GOAL.
Quote the passage of the article on Lebanon's cabinet formation starting with "As Prime Minister-designate" and going on through "of Eid al-Fitr.".

PAGE EXTRACT.
Eid al-Fitr is over, yet no breakthrough in cabinet formation

As Prime Minister-designate Saad Hariri extended his stay abroad, the Presidential Palace denied reports that the Aounist camp is seeking to replace him.

Eid al-Fitr is over, yet no breakthrough in cabinet formation

President Michel Aoun meets with French Ambassador to Lebanon Anne Grillo. Some observers have suggested Aoun passed along a message to Grillo blaming Premier-designate Saad Hariri for the cabinet impasse. (Credit: Dalati & Nohra)

The stalemate in the cabinet formation appears set to persist as no breakthrough is foreseeable before Saad Hariri returns to Beirut. The prime minister-designate has been on vacation in the United Arab Emirates since last week on the occasion of Eid al-Fitr.

During the holiday, rumors abounded that Hariri might step down but were quickly denied. The cabinet formation, therefore, still hinges on Hariri’s decisions, which according to his associates would be announced after the holiday.

The Future Movement leader was supposed to return to Beirut earlier this month, but extended his stay abroad.

Mustapha Allouch, the Future Movement’s vice president, told L’Orient-Le Jour that Hariri is taking the opportunity to meet with officials abroad. Allouch did not specify whom, exactly, Hariri is meeting or what his next destination after the UAE would be.

The ambiguity surrounding Hariri’s next step raises several questions, especially because he continues to struggle to get Saudi Arabia’s green light to form the new government.

“I do not know whether Saad Hariri will be visiting Saudi Arabia. But we cannot wait indefinitely for a clear Saudi position,” Allouch said.

Notably, Tammam Salam — one of a handful of former prime ministers who have always backed Hariri in his standoff with President Michel Aoun — held a one-hour meeting with Saudi Ambassador to Lebanon Waleed Bukhari over the Eid al-Fitr holiday.

L’Orient-Le Jour previously reported that the two men did not address the cabinet formation issue. The meeting was, however, a prelude to more extensive meetings between the Saudi diplomat and former Lebanese premiers, including Fouad Siniora and Nagib Mikati as well as Salam.

On the lookout for a Hariri substitute?

The Saudi ambassador’s recent activity came as political and media sources close to the Aounist camp evoked the possibility of searching for a replacement for Hariri. Associates close to Hariri have also raised the possibility of him resigning.

What’s more, there has been talk recently about Mikati being a potential candidate to form the future cabinet, although both Mikati and sources close to him have denied this.

However, a source with knowledge of the issue told L’Orient-Le Jour that the Mikati option has not been ruled out completely, at least for the time being.

RECORDS.
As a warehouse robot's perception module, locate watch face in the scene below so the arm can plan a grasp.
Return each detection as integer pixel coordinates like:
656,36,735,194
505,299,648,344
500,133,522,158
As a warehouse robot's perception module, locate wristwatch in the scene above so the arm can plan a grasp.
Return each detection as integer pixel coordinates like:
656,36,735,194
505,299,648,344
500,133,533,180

OUTPUT OF THE EXERCISE.
As Prime Minister-designate Saad Hariri extended his stay abroad, the Presidential Palace denied reports that the Aounist camp is seeking to replace him.

Eid al-Fitr is over, yet no breakthrough in cabinet formation

President Michel Aoun meets with French Ambassador to Lebanon Anne Grillo. Some observers have suggested Aoun passed along a message to Grillo blaming Premier-designate Saad Hariri for the cabinet impasse. (Credit: Dalati & Nohra)

The stalemate in the cabinet formation appears set to persist as no breakthrough is foreseeable before Saad Hariri returns to Beirut. The prime minister-designate has been on vacation in the United Arab Emirates since last week on the occasion of Eid al-Fitr.